#### [INPUT MATERIAL]
— START —
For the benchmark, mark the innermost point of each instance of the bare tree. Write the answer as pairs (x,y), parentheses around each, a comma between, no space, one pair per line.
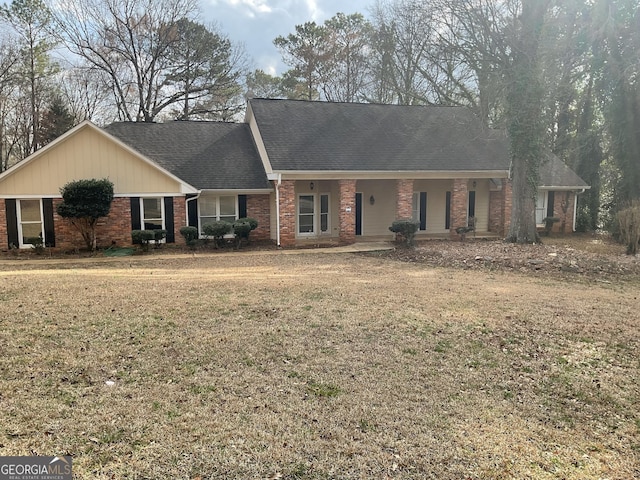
(136,43)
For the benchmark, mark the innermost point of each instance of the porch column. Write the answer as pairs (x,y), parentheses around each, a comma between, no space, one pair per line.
(347,212)
(404,199)
(459,205)
(507,204)
(287,192)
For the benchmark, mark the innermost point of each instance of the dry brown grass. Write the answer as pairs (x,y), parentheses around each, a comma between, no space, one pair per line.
(318,367)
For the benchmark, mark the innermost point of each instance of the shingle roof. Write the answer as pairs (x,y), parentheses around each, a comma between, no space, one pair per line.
(320,136)
(555,173)
(206,155)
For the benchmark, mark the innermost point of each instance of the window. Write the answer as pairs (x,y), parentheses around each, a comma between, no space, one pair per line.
(324,213)
(214,208)
(306,214)
(419,209)
(29,221)
(544,206)
(152,213)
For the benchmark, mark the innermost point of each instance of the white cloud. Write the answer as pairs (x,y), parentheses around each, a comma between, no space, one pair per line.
(253,7)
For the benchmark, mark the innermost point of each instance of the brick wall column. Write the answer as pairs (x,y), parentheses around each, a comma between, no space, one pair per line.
(404,199)
(564,203)
(347,213)
(459,205)
(4,240)
(259,207)
(287,192)
(179,218)
(507,205)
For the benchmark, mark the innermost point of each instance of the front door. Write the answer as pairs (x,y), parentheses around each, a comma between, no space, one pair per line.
(358,213)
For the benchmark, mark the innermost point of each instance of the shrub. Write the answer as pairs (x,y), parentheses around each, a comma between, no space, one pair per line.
(84,202)
(190,235)
(37,243)
(629,226)
(217,230)
(406,229)
(242,228)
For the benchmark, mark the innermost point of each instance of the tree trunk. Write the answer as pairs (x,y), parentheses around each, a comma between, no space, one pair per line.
(525,122)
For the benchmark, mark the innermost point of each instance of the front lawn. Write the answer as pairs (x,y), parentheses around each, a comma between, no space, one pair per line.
(319,366)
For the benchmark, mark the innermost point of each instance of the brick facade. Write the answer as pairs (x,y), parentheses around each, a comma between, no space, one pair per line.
(287,192)
(259,207)
(563,206)
(179,218)
(347,213)
(459,205)
(404,199)
(4,239)
(115,229)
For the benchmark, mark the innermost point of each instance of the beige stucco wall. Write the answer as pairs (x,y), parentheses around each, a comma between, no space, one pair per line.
(83,155)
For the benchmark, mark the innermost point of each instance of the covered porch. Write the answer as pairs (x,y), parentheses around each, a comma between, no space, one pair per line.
(345,211)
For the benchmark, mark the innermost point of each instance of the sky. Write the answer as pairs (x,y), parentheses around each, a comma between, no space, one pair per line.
(256,23)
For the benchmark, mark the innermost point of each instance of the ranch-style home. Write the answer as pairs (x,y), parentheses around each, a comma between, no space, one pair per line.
(307,171)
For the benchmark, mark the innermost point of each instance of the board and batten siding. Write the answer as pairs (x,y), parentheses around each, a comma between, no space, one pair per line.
(90,155)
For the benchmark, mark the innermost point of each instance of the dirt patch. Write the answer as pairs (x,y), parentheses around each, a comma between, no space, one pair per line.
(590,257)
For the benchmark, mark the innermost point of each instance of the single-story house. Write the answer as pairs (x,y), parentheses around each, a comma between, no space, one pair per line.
(307,171)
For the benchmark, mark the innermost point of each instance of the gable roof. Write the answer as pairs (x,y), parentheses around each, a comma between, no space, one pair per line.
(207,155)
(554,173)
(323,136)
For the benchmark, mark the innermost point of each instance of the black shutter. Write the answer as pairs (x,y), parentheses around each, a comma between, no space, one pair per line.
(192,211)
(423,210)
(447,212)
(472,203)
(550,206)
(169,221)
(49,230)
(136,222)
(12,222)
(242,206)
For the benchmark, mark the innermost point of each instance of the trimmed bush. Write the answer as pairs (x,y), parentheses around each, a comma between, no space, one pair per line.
(406,229)
(217,230)
(242,228)
(190,235)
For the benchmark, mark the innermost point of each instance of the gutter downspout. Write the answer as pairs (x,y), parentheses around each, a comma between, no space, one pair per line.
(279,180)
(575,207)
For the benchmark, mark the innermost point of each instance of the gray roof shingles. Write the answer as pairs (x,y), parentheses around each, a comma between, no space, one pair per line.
(322,136)
(206,155)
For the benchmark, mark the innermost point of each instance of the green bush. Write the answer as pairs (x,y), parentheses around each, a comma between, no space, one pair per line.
(242,228)
(406,229)
(37,243)
(84,202)
(217,230)
(629,226)
(190,235)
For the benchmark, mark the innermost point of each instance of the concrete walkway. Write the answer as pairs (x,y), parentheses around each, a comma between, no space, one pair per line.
(20,260)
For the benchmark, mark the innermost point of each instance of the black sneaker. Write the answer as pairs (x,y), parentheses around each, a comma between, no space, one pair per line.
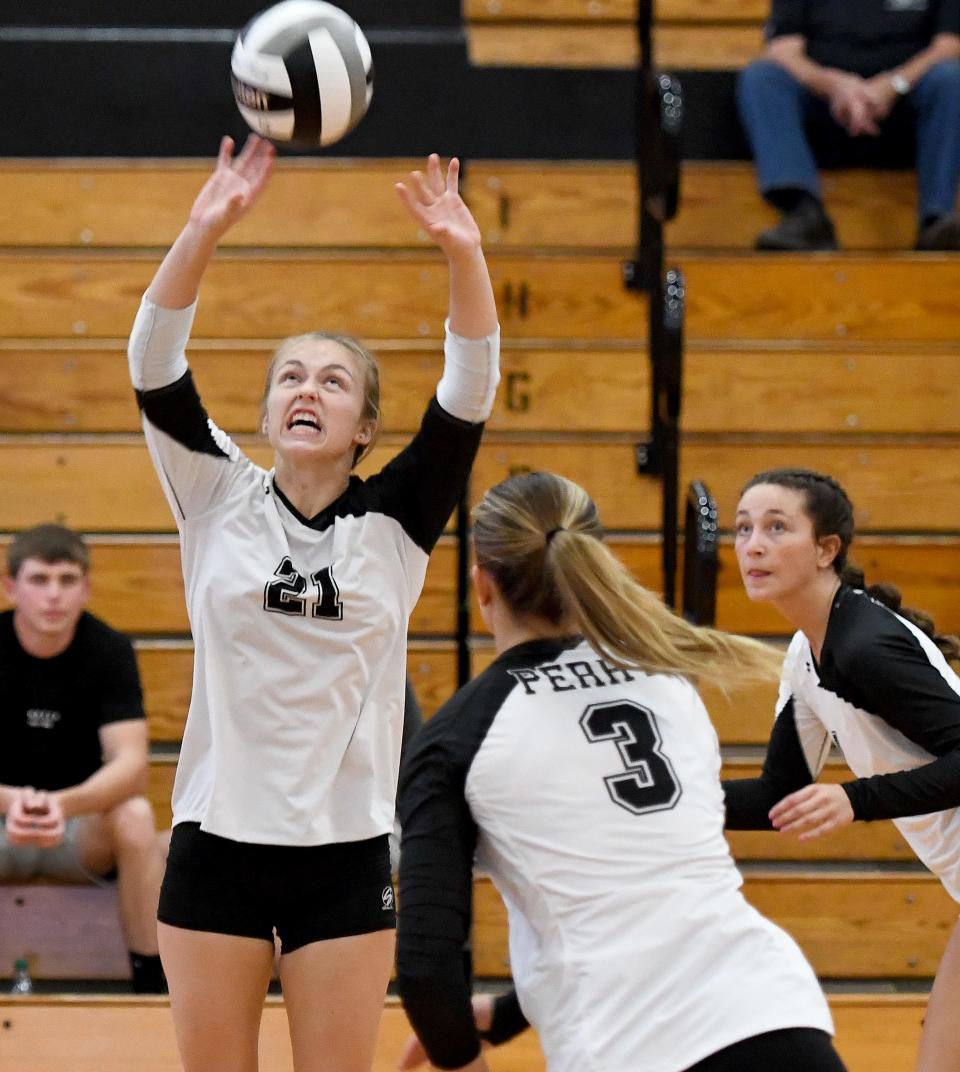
(804,229)
(941,234)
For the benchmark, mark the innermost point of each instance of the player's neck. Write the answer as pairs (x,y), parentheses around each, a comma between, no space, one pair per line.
(511,629)
(809,610)
(310,490)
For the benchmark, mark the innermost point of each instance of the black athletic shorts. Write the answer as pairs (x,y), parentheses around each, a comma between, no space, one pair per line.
(791,1050)
(305,894)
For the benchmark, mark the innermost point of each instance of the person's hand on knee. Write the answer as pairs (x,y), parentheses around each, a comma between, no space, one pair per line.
(35,818)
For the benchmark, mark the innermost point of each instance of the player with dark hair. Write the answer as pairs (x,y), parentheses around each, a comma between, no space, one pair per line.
(73,746)
(583,771)
(300,582)
(864,673)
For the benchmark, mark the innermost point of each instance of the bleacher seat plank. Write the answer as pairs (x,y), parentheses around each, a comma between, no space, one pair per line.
(875,1032)
(540,205)
(373,296)
(87,389)
(166,670)
(676,46)
(117,1035)
(851,925)
(815,298)
(138,587)
(90,203)
(614,11)
(897,486)
(75,388)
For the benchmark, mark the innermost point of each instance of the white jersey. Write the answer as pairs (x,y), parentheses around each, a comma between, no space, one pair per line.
(593,798)
(885,696)
(299,624)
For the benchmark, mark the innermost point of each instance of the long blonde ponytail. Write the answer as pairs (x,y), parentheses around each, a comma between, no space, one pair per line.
(539,536)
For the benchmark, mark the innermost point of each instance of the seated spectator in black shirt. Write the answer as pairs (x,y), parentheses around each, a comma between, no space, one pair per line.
(854,68)
(73,742)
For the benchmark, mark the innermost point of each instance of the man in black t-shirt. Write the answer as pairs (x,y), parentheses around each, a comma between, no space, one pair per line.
(846,69)
(73,742)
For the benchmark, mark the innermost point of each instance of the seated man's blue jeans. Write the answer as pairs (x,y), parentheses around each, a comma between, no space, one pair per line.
(777,113)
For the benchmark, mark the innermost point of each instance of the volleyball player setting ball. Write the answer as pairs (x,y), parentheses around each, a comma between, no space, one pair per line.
(300,581)
(582,770)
— END —
Print all of the entries word for word. Omit the pictures they contain.

#### [TASK RESULT]
For the benchmark, mark the innermost point of each instance of the bare tree. Write the answer as pairs (x,y), parentheses around each, a comma between, no space, one pair per line.
(136,43)
For the benchmark, mark the innermost point of each instance of the porch column. Write the answer as pairs (x,y), parentheses around each, a comma between, no space, one pair per line.
(347,212)
(404,199)
(459,205)
(507,204)
(287,192)
For the benchmark, mark the innermost point of each instance of the dry brown grass. Write the answer as pairs (x,y), parentheses around each, a comma between, no space, one pair per line.
(318,367)
For the benchmark, mark the innermost point of each instance of the shingle roof. Write the answer as pairs (x,y), parentheses around each, a comma between, no space, one pair per line.
(320,136)
(555,173)
(206,155)
For the benchmark, mark the innermost point of each instance of the window. Write the answer as pairs (x,y), parentheses around each, a comma between, no space, one pair per line.
(324,213)
(214,208)
(306,214)
(419,209)
(29,221)
(544,206)
(152,213)
For the benchmark, mark the innermost point of each instance of the white cloud. Write the answer as pairs (x,y), parentheses around each, a comma between, no space, one pair per line.
(253,7)
For the benchmark, mark the innermost point of each instance of the brick wall column. Write the answer as pairs (x,y), parentheses around each, a comma between, no space, one pair per line.
(404,199)
(564,203)
(347,213)
(459,205)
(4,240)
(259,207)
(287,192)
(179,218)
(507,205)
For the benchmark, mark the innermost point of each instance of the front door. Write the answer as pairs (x,y), parentheses around each, a comma between, no space, one pair per line.
(358,213)
For the benchmark, mark the innermost point of each instance of the shrub. Write the answer as pairs (x,y), parentheses around each, a comma between, no space, one pair per line.
(84,202)
(190,235)
(37,243)
(629,226)
(217,230)
(406,229)
(242,228)
For the benchmark, mark the innermost point of each instance of the tree trunk. Write the answer as pairs (x,y), parentheses around each, a comma between, no space, one pair per line.
(525,122)
For the benchmark, mark the innermost point of each instance of the front lawn. Write the answer as pairs (x,y), parentheses around each, a comma between, no space, one pair per line.
(319,366)
For the benchmark, mark the innermost point of each instance of the brick facade. Write the answer as pairs (x,y), parentheses around each, a comma between, no space, one pair per line.
(287,192)
(259,207)
(563,206)
(179,218)
(347,213)
(459,205)
(404,199)
(4,239)
(115,229)
For the benchmark, mark the innermost point of each instance of the beige stucco wall. Write the answer as pairs (x,y), parentheses around each, a comma between, no space, one pair per line.
(83,155)
For the benchmark, mark the innermost point of each instance of the covered porch. Write the answer as pairs (x,y), parentheses around each, a comma between, no space, one pair per line.
(345,211)
For the benchmark, mark the innermost point of each instance of the sky. Write the answer as pairs (x,y), parentheses around each, a comma between, no space, one pair per line.
(256,23)
For the benchmark, mark the innermost point of each instance of the ranch-style home. Write the answer as pairs (x,y), parentheses around each, a comma between, no space, one pair per line.
(307,171)
For the benchmark, mark the innermost point of each instance of the board and batten siding. Write the answer as pairs (x,y), parentheses around each, a comma between, no space, one pair per line.
(90,155)
For the benchmark, mark the innermost point of each instance of the dirt patch. Write the answer as pairs (x,y), parentheses around each, a comma between, no space, one pair per line.
(590,257)
For the benchmark, mark the innermost point of each instance of the single-story house. Write the answer as pairs (x,y), parentheses around each, a comma between, no space, one pair per line.
(307,171)
For the benchmark, mark the innermost point of each instance of the gable roof. Write the answer as pairs (x,y), parentheses around each, a comma between, no space, one pair per line.
(207,155)
(554,173)
(323,136)
For the benchmark, mark the innermost point of each instance of the black shutter. Write the answer as pairs (x,y), parentheses around each, a comma between, no space, one pair per line.
(192,211)
(423,210)
(447,212)
(472,203)
(550,206)
(169,221)
(49,230)
(136,222)
(12,222)
(242,206)
For the benchmark, mark the innermost point of each instance of the trimmed bush. Write the answer as pairs (x,y), parentheses around each, a comma between, no space, one pair per line.
(406,229)
(217,230)
(242,228)
(190,235)
For the benchmark, mark the innermost point of each instance of the gutter downspout. Write the answer as pairs (x,y), parentheses around each, a comma between, no space, one pair per line.
(279,180)
(575,207)
For the benchmark, mark the innermost point of each instance of the gray roof shingles. Write the answer as pairs (x,y), parentheses around each, a comma between, no space, one pair per line.
(322,136)
(206,155)
For the benchmark, mark the innermost point of each instance of the green bush. Write the answer as pairs (x,y), parentheses around each, a comma between, no space, one pair per line.
(242,228)
(406,229)
(37,243)
(84,202)
(217,230)
(629,226)
(190,235)
For the benchmark, mark the innermost point of each instance of the concrete walkway. Write the answer as pairs (x,y), parentheses around each, a comma between, no space, one pair per line.
(20,260)
For the benchmark, mark the innermost point of each instance of the black sneaker. Write the answer as pairs (x,y), parentheses around each, a comma between, no space, one pair per line.
(804,229)
(941,234)
For the benchmark, mark the innermost point of each instance of the player's neck. Write the answer as pairs (x,y), parentheses around each, a comma between, no space, one pair per line.
(511,629)
(809,610)
(310,490)
For the benchmark, mark the innermost point of each instance of the black athletic shorts. Write the answer as pairs (x,y), parentheses around each, a comma between, no space, one pair per line.
(791,1050)
(305,894)
For the benchmark, mark the innermost point of each instance of the person's hand on knee. Write the answer as pairs (x,y), parentheses around each, a comma between, no space, one pair per line.
(35,818)
For the benchmark, mark the innermost point of each instance of the player with dark hair. Write the answer as pairs (x,y), parentheses around each, a comma between, no space, one pair per line.
(73,746)
(583,771)
(300,582)
(864,673)
For the benchmark, mark the innermost point of each instance of the bleacher seat plank. Write the answer as pairs (x,y), parentheses around each, a comma between, no space, one pair per line.
(875,1032)
(540,205)
(373,296)
(87,389)
(166,670)
(676,46)
(117,1035)
(851,925)
(815,298)
(138,587)
(90,203)
(614,11)
(897,486)
(75,388)
For the benchmark, mark the innermost point of each instance of the white jersey. Write the answer as pairs (x,y), parentheses around each, a comma between, no space, one pair per line.
(593,798)
(885,696)
(299,624)
For the benchmark, mark the innermost point of each instance of the long blonde ponytail. Write the answer as pairs (x,y), parentheses around each, a comma between, no space, one pair per line.
(539,536)
For the benchmark, mark the innermost point of each instance of the seated spectator in black shirt. Write the answer as pairs (x,y), parentheses around each, a comma between, no space, one pair per line.
(854,68)
(73,742)
For the benchmark, mark the innermost point of each instance of the man in black t-shirt. Write the answer as pairs (x,y), parentheses around each, a comma between, no space, one pair per line.
(846,69)
(73,742)
For the benchmark, mark the innermost point of each instance of the seated man's blue jeans. Write the answer as pairs (x,y), parentheses around each, a comma between, no space, one pair per line.
(777,113)
For the benchmark, mark the innermost point of each instance of the volleyball player setting ball. Write the answer as pairs (x,y), parentheses around each, a comma between, no space, one pair per line.
(300,581)
(582,770)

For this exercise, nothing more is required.